## Yapılacak İşler
1: Memurluğa atama ve askerlik konulu metne göre İdare Mahkemesi davayı hangi gerekçeyle reddetmiştir?
2: Memurluğa atama ve askerlik konulu metinde "Davacının sınava girdiği" sözcükleriyle başlayıp "hukuka uyarlık görülmemiştir." sözcükleriyle biten bölümü hiçbir değişiklik yapmadan alıntılayın.
3: Memurluğa atama ve askerlik konulu metni son cümlesinden sonra devam ettirin.

## Alıntılanan Bölüm
_ _ _ _ _

Davacının sınava girdiği tarihte askerlikle ilgisinin bulunmayışı, askerliğin zorunlu bir kamu hizmeti oluşu, davacının atanma tarihinin tam olarak bilinememesi, askerlik dönüşü makul sürede idareye başvuruda bulunmuş olması hususları birlikte değerlendirildiğinde davacının memurluğa atanmasının diğer koşulları da mevcut olduğu takdirde atamasının askerlik sonuna kadar beklenmesi gerekmekte olup İdare Mahkemesince askerlikle ilgili şartları taşımadığı gerekçesi ile davanın reddi yolunda karar verilmesinde hukuka uyarlık görülmemiştir.

_ _ _ _ _

(Bir etiketleme veri kümesinden öğeler)
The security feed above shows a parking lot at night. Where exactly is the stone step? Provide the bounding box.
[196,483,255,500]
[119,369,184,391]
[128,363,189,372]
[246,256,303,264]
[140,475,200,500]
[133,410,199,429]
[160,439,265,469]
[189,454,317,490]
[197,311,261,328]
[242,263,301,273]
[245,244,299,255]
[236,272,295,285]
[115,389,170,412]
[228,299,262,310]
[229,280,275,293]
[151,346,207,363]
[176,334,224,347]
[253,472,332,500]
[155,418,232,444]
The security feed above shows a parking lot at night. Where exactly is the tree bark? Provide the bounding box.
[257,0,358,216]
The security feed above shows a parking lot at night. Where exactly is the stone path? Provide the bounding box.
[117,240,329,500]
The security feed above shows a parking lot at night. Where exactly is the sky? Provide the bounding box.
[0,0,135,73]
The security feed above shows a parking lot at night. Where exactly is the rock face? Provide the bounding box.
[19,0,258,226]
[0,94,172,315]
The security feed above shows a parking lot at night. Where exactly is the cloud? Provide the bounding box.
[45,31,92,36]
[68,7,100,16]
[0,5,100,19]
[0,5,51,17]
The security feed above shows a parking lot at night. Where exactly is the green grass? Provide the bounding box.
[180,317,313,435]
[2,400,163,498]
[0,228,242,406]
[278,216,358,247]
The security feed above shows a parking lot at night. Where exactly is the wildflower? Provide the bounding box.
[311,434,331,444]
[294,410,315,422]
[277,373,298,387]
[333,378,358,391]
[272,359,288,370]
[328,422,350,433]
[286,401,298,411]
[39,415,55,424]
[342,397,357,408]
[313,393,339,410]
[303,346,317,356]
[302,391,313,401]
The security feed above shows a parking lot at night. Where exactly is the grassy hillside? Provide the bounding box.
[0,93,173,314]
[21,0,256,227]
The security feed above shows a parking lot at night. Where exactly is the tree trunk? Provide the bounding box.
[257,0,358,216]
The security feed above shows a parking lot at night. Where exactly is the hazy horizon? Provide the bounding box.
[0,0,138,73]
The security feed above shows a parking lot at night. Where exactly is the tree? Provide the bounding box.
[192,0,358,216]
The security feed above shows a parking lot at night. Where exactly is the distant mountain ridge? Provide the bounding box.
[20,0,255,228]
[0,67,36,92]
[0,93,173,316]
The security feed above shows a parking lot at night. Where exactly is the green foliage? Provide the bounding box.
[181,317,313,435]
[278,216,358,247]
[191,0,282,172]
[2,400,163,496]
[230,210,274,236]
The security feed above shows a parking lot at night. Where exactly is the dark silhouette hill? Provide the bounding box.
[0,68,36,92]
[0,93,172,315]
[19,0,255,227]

_ _ _ _ _

## Görevlere Göre Yanıtlar
1: İdare Mahkemesi davayı, davacının askerlikle ilgili şartları taşımadığı gerekçesiyle reddetmiştir.

2:
Davacının sınava girdiği tarihte askerlikle ilgisinin bulunmayışı, askerliğin zorunlu bir kamu hizmeti oluşu, davacının atanma tarihinin tam olarak bilinememesi, askerlik dönüşü makul sürede idareye başvuruda bulunmuş olması hususları birlikte değerlendirildiğinde davacının memurluğa atanmasının diğer koşulları da mevcut olduğu takdirde atamasının askerlik sonuna kadar beklenmesi gerekmekte olup İdare Mahkemesince askerlikle ilgili şartları taşımadığı gerekçesi ile davanın reddi yolunda karar verilmesinde hukuka uyarlık görülmemiştir.

3:
Sonuç: Açıklanan nedenlerle, davacının temyiz talebinin kabulü ile Ankara 8. İdare Mahkemesince verilen 30.5.2003 günlü, E:2002/1290, K: 2003/668 sayılı kararının, 2577 sayılı İdari Yargılama Usulü Kanununun 49. maddesinin 1/b fıkrası uyarınca bozulmasına, aynı maddenin 3622 sayılı Yasa ile değişik 3. fıkrası gereğince ve yukarıda belirtilen nedenler gözetilmek suretiyle yeniden bir karar verilmek üzere dosyanın adı geçen Mahkemeye gönderilmesine, 18.04.2006 tarihinde oyçokluğu ile karar verildi.
KARŞI OY
Temyize konu İdare Mahkemesi kararı hukuk ve usule uygun bulunduğundan onanması gerektiği görüşüyle aksi yönde verilen çoğunluk kararına katılmıyorum. (¤¤)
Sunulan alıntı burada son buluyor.